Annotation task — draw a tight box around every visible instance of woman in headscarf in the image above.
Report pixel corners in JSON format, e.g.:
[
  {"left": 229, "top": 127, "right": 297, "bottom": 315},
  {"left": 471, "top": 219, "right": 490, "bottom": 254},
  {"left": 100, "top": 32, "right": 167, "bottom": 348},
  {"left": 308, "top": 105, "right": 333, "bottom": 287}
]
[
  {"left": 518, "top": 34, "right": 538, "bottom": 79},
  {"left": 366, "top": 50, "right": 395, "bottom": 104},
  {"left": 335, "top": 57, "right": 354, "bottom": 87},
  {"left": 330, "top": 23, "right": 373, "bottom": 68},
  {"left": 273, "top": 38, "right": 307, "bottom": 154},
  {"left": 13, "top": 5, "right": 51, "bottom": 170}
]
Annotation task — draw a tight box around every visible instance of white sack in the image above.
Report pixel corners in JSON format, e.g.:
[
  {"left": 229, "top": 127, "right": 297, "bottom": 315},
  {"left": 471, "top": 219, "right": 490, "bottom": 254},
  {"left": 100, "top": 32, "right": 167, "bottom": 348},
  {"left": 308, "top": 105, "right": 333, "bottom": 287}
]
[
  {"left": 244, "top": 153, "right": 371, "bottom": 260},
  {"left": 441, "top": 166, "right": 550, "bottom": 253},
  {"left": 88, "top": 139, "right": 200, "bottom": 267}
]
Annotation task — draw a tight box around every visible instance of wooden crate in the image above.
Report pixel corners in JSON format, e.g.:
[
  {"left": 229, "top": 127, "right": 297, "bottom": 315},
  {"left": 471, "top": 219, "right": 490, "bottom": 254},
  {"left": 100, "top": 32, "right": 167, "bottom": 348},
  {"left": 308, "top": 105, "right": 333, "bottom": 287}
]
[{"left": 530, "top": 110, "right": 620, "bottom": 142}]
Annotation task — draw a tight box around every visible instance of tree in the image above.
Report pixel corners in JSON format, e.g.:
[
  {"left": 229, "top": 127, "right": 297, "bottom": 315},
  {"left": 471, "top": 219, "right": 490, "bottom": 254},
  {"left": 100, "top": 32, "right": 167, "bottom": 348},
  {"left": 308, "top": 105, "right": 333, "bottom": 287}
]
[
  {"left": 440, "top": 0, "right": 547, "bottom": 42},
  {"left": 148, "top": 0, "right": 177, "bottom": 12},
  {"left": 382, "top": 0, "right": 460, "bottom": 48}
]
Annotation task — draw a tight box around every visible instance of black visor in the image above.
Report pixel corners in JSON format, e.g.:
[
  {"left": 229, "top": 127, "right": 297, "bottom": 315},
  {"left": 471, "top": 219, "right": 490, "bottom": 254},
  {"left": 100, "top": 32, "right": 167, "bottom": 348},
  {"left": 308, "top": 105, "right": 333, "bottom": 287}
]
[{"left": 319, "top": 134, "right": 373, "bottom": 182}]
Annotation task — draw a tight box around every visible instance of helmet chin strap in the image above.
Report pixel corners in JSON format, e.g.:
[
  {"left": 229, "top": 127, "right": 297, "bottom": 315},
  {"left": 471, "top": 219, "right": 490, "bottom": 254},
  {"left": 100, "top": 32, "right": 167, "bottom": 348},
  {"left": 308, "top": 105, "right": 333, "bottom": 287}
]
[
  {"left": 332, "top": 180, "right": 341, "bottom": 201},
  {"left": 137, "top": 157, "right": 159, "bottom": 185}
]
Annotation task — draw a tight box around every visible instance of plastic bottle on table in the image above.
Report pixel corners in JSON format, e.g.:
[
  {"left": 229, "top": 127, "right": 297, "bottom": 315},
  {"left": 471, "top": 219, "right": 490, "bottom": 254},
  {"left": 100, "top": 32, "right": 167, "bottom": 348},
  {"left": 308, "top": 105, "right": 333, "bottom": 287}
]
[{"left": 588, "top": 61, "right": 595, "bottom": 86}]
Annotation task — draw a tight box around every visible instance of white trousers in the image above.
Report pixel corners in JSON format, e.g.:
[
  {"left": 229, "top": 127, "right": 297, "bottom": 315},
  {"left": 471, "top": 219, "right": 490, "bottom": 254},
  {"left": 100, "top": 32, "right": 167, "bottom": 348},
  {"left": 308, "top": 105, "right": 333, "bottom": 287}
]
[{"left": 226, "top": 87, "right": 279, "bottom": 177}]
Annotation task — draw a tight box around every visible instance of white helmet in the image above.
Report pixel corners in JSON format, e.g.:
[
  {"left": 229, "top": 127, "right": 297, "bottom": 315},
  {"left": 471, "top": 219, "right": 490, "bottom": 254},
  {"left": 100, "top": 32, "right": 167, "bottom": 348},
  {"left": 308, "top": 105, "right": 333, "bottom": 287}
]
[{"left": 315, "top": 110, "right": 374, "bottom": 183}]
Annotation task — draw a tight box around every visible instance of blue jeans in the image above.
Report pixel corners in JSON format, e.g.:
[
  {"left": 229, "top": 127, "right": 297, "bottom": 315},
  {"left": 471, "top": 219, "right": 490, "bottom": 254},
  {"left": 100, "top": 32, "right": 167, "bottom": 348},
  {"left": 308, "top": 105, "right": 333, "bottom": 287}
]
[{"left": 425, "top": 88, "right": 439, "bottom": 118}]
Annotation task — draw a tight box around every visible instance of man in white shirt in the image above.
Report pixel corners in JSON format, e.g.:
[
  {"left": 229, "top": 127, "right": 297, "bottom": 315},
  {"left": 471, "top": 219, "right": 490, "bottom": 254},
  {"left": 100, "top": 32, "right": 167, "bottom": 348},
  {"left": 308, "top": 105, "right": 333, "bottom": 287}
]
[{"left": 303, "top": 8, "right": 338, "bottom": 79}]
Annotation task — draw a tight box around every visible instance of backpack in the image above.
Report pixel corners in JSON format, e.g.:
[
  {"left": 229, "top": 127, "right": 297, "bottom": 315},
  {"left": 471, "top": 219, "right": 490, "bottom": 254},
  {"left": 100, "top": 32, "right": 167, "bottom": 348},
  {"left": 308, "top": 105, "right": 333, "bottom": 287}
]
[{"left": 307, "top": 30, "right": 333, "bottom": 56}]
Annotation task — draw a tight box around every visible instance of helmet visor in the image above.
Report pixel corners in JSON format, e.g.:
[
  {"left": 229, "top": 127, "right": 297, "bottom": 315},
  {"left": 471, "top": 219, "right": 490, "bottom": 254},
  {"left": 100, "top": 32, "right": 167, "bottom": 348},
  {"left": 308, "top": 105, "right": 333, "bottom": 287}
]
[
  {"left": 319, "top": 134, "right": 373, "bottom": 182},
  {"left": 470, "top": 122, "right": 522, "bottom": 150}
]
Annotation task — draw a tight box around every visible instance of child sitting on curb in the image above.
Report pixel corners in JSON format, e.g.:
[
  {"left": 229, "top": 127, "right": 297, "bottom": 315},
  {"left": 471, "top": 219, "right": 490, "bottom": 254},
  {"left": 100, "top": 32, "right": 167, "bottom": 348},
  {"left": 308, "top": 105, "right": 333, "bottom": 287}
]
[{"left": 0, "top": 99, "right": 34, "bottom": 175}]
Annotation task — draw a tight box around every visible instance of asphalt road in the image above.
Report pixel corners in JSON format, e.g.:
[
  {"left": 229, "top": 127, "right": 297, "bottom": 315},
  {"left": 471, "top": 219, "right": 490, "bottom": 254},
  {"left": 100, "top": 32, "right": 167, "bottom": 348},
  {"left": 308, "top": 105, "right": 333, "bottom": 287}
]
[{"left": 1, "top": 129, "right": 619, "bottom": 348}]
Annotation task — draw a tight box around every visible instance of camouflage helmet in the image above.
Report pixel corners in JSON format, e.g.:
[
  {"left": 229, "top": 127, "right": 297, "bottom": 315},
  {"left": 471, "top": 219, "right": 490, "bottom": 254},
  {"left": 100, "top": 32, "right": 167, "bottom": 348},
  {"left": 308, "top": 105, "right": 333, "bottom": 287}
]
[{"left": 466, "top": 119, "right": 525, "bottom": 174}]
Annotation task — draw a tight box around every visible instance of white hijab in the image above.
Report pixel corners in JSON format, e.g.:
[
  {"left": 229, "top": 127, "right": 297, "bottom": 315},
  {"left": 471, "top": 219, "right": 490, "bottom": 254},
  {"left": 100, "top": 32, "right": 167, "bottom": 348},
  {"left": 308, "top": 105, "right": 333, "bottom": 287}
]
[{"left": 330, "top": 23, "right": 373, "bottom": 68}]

#### [Task directions]
The answer must be the number of lines in the records where the string "helmet" is found, stated alone.

#### [Task answer]
4